[Shape boundary entries]
──────

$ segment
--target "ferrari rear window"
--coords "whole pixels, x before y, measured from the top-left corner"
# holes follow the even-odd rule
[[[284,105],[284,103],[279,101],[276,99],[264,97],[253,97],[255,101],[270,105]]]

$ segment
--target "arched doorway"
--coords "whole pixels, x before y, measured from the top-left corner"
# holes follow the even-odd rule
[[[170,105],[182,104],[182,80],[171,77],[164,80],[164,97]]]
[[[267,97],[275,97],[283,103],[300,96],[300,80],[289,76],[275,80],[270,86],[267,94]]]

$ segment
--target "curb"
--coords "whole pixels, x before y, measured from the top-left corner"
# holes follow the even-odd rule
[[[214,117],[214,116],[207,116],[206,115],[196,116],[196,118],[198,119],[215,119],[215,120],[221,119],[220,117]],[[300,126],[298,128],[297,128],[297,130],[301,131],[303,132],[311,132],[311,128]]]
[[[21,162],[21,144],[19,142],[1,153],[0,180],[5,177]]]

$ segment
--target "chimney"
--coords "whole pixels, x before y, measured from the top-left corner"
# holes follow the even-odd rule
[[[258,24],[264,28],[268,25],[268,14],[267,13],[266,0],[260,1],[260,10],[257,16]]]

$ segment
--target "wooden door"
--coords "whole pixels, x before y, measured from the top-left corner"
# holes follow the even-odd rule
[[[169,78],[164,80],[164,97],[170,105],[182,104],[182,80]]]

──────

* Written instruction: Extract every record. Keep wording exact.

* Expected answer:
$ segment
--target "ferrari rear window"
--coords "whole pixels, x before y, measured from the top-left corner"
# holes follow the even-odd rule
[[[284,105],[284,103],[279,101],[276,99],[264,97],[253,97],[255,101],[270,105]]]

$ segment
--target "arched doorway"
--coords "whole pixels, x before y, measured from the top-left corner"
# holes follow the even-odd rule
[[[170,105],[182,104],[182,80],[171,77],[164,80],[164,97]]]
[[[267,97],[275,97],[283,103],[300,96],[300,80],[289,76],[275,80],[270,86],[267,94]]]

$ segment
--target "curb"
--coords "whole pixels, x before y, measured from the top-left corner"
# holes follow the even-odd rule
[[[214,117],[214,116],[207,116],[206,115],[196,116],[196,118],[198,119],[215,119],[215,120],[221,119],[220,117]],[[300,126],[298,128],[297,128],[297,130],[301,131],[303,132],[311,132],[311,128]]]
[[[21,162],[21,144],[19,142],[1,153],[0,180],[5,177]]]

$ segment
--target "chimney"
--coords "whole pixels, x before y, measured from the top-left corner"
# holes follow the even-odd rule
[[[258,24],[264,28],[268,25],[268,14],[267,13],[266,0],[260,1],[260,10],[257,16]]]

$ segment
--target "wooden door"
--coords "whole pixels, x before y, measured from the top-left corner"
# holes follow the even-odd rule
[[[169,78],[164,80],[164,97],[170,105],[182,104],[182,80]]]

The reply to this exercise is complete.